§ **Exercises**:
1. In the forum thread on Illumina SNP analysis, write out the passage from "Off the top" to "to work fine.", substituting "snpEff" for "SNPeff".
2. In the forum thread on Illumina SNP analysis, which organism's SNPs does swbarnes2 run annovar on?
3. Carry the forum thread on Illumina SNP analysis further from where it stops.

§ **Document extract**:

+---+

Unconfigured Ad

Collapse
X
 
  • Filter
  • Time
  • Show
Clear All
new posts
  • tahamasoodi
    Success
    • May 2012
    • 130

    Illumina final result analysis

    Hi all,

    I received the final result of illumina data in xlsx file format containing around 3,768,494 SNPs, 10,557 nsSNPS, 535,826 indels, 474 coding indels and much more. May I know how to find which SNPs are significant as their number is enourmous? Is there any software for analysing this?

    Thanks.
    Thanks,
  • swNGS
    Member
    • Nov 2011
    • 83

    #2
    That's a really unhelpful sequencing core that you have there....
    You might find you get a better response if you are more specific about what you are trying to do...

    Comment

    • swbarnes2
      Senior Member
      • May 2008
      • 910

      #3
      There are programs where you can feed them SNP data, and they will at least tell you what amino acid changes the make.

      Off the top of my head, there's some ensembl variant predictor, a program called SNPeff, and a program called annovar. I use annovar on mouse SNPs, seems to work fine.

      Comment

      • tahamasoodi
        Success
        • May 2012
        • 130

        #4
        Hi swbarnes2,
        Thanks for your response, I tried SNPeff but it is accepting SVF format input files while my data is in xlsx file. When I tries annovar, it shows me the error message when I give any command starting with annovar.pl, I get the error message command not found. I tried many things but failed.

+---+

[Referring expression data]
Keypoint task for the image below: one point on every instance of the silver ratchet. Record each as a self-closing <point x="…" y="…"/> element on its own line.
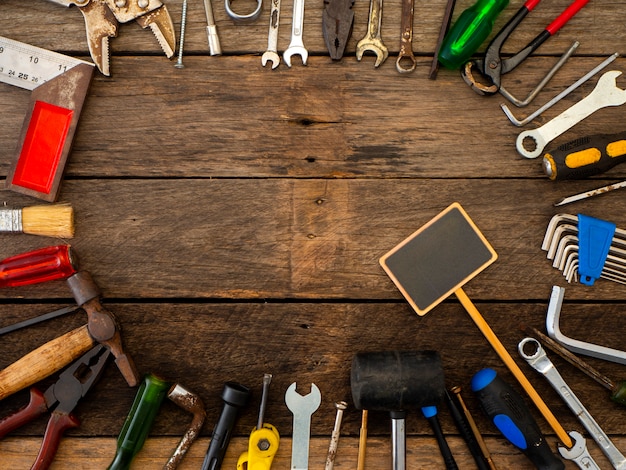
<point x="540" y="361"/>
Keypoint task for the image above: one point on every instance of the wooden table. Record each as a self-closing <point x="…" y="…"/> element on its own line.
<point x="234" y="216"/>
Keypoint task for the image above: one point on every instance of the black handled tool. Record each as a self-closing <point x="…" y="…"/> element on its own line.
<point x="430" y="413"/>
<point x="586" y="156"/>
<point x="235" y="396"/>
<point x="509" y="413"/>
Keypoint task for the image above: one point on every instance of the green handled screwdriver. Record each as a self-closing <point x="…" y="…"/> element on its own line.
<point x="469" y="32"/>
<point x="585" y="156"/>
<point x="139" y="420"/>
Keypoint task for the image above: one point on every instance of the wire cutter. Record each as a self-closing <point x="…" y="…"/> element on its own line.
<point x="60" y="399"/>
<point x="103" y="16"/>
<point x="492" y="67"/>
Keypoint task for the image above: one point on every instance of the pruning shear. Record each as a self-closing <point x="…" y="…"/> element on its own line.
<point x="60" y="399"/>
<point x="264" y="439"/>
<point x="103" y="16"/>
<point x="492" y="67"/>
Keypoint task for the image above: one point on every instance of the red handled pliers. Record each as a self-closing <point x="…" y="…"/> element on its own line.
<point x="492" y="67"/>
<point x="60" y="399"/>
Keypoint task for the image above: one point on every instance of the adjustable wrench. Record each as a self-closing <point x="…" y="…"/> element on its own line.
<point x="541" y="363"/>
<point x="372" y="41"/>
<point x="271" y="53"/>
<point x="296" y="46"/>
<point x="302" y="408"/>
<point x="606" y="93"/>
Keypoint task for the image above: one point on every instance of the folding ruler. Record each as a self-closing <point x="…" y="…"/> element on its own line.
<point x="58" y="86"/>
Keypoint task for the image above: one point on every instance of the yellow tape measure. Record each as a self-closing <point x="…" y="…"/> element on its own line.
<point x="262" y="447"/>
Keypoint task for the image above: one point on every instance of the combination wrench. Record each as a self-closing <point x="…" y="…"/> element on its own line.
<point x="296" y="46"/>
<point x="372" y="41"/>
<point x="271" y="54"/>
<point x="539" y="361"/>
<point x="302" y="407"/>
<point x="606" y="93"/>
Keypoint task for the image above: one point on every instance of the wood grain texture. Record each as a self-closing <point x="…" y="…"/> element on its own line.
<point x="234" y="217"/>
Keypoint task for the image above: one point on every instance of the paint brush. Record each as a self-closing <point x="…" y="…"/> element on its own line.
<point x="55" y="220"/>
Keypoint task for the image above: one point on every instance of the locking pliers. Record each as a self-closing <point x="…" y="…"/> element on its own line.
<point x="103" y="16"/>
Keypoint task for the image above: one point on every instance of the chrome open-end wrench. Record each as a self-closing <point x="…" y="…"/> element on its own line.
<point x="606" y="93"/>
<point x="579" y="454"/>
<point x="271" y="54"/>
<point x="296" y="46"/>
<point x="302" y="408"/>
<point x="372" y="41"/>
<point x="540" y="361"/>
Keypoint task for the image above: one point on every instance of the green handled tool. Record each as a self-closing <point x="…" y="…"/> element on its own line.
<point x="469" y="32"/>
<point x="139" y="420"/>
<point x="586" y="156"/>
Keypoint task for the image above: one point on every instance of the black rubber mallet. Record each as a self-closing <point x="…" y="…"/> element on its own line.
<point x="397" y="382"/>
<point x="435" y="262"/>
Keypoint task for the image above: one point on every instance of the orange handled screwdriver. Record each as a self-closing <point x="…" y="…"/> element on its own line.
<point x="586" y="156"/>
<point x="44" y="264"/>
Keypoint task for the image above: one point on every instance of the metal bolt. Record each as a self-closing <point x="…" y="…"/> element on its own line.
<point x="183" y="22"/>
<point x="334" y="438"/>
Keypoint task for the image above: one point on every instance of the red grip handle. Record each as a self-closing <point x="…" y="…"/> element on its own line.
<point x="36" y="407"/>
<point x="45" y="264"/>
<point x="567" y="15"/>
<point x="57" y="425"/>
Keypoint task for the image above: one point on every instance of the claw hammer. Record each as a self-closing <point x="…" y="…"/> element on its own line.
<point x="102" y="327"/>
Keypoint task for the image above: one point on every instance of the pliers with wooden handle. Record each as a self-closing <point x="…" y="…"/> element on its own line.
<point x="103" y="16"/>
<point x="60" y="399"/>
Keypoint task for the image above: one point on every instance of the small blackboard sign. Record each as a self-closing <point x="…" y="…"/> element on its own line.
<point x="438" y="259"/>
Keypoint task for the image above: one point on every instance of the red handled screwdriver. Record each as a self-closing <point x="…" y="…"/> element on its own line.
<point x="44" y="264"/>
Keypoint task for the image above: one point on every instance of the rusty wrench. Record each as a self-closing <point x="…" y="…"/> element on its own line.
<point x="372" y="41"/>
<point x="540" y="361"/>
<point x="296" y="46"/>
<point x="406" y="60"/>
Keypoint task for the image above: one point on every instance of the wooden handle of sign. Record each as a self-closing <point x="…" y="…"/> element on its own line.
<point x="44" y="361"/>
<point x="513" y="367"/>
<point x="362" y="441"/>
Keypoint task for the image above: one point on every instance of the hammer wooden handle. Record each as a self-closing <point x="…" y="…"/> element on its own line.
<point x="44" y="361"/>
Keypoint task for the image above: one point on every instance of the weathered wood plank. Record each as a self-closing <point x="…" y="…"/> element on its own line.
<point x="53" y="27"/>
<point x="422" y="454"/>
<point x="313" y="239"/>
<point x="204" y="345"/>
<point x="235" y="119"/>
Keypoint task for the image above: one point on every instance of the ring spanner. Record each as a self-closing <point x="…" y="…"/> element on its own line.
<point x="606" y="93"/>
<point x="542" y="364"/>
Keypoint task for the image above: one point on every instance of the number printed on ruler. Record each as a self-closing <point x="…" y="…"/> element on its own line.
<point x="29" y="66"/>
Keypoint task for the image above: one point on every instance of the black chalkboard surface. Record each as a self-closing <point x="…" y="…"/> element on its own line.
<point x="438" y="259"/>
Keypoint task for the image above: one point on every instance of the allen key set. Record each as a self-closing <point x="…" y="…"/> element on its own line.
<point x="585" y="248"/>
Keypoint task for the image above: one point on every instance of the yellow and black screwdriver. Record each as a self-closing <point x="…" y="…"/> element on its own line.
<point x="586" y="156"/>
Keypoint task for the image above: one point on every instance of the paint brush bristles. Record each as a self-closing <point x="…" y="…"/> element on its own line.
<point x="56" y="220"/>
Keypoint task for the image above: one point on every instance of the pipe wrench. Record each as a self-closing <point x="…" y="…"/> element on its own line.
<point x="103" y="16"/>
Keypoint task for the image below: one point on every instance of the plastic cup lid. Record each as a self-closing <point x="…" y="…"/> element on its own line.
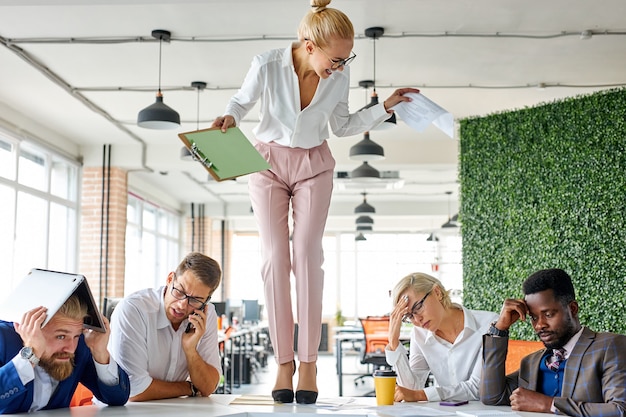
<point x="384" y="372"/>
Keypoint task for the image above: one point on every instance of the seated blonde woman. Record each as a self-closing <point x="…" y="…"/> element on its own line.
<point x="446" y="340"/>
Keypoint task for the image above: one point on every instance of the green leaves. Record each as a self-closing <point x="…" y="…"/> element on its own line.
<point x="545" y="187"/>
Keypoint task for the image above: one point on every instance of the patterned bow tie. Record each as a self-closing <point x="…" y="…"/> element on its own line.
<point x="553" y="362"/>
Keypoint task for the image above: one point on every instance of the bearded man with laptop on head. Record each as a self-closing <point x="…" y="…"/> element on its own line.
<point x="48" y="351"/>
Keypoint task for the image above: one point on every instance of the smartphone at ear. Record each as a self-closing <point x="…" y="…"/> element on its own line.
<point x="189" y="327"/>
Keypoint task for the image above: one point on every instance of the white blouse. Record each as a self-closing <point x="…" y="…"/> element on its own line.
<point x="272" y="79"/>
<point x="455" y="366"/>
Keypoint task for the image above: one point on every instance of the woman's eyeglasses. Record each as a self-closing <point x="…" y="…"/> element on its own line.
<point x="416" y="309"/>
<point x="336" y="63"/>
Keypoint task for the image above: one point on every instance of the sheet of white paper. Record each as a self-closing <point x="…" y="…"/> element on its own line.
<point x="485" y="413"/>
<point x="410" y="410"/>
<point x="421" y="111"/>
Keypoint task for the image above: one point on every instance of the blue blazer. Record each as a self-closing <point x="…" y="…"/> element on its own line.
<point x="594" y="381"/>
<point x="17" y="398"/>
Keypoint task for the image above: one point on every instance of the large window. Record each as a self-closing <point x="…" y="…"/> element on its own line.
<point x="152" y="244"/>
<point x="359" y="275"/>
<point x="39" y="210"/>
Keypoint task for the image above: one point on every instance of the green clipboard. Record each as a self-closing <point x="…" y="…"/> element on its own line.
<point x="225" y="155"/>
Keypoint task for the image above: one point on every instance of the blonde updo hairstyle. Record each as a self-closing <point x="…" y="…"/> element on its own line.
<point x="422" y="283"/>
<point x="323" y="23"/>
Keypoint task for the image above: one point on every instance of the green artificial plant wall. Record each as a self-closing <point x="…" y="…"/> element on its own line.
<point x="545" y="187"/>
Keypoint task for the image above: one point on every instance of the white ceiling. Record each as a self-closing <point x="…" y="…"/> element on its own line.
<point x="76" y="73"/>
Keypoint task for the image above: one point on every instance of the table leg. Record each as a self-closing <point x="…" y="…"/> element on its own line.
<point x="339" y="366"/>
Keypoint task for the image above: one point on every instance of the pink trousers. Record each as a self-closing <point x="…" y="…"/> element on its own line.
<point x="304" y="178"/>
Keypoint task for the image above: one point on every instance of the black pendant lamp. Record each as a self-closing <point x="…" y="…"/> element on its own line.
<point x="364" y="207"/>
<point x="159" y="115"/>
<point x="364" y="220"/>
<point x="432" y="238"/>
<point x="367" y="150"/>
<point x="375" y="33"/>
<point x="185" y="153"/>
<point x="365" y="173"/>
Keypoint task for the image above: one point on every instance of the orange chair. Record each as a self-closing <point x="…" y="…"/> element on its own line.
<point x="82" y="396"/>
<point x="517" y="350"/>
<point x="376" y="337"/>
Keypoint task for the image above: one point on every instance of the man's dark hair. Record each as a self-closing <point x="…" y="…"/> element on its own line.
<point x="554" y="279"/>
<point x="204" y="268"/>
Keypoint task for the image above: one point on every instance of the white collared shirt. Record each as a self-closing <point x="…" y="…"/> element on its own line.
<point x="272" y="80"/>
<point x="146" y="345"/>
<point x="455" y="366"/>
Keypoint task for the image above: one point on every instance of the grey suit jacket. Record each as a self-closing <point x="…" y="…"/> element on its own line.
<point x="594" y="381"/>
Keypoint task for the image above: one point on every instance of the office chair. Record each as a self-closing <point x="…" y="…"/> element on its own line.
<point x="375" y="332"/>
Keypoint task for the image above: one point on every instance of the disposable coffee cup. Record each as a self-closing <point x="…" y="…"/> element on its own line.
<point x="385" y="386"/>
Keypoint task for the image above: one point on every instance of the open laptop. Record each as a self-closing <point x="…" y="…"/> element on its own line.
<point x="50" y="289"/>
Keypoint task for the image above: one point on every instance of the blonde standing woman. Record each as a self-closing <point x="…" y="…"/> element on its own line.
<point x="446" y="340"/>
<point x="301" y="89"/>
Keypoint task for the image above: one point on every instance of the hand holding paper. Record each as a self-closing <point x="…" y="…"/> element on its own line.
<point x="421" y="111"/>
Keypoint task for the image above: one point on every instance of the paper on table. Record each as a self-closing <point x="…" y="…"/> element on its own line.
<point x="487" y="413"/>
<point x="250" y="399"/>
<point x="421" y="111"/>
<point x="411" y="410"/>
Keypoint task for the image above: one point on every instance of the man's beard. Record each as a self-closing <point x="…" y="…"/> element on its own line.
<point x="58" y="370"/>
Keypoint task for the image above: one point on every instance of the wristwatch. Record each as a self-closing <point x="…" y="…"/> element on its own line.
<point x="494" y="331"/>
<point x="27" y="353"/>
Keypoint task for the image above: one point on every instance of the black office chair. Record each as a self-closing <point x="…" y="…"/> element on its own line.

+---+

§ **Task-by-task answers**:
1.
Off the top of my head, there's some ensembl variant predictor, a program called snpEff, and a program called annovar. I use annovar on mouse SNPs, seems to work fine.

2. Mouse SNPs.

3.
        Last edited by tahamasoodi; 11-03-2012, 04:56 AM.
        Thanks,

        Comment

        • ulz_peter
          Senior Member
          • Feb 2010
          • 219

          #5
          Are these SNPs annotated in any way (e.g.: Allele frequencies in 1000genomes project, Exome sequencing project, Prediction values of SIFT, Conservation Score, AminoAcid Change, gene affected)?
          IF yes, then that's something to start with.
          Filter out all common variants
          If there's a special region you interested in, take out only those SNPs,

          If not, get a annotation program running (I recommend annovar as well, but it needs a certain format of your input file, but since it is text-based you should be able to create that from the Excel file)

          If you can't get it done, you also might have a look here:


          Hope that helps

          Comment

          • tahamasoodi
            Success
            • May 2012
            • 130

            #6
            Thanks Peter,

            The excel file contains a number of fields as given below. I want to know the significant SNPs in the whole genome. Can I do it in excel itself or I have to use any tool for it? I tried to use annovar but i m getting an error in it.

            Regards,

            #chr_name chr_start chr_end ref_base alt_base hom_het snp_quality tot_depth
            chr10 61373 61373 A - hom 189 28
            chr10 62082 62082 G T het 52 33
            chr10 65878 65878 C G hom 31 3


            alt_depth region gene
            28 intergenic NONE(dist=NONE),TUBB8(dist=31455)
            11 intergenic NONE(dist=NONE),TUBB8(dist=30746)
            3 intergenic NONE(dist=NONE),TUBB8(dist=26950)

            dbSNP135_full dbSNP135_common 1000G_2011Oct_allele_freq
            rs9329307 . .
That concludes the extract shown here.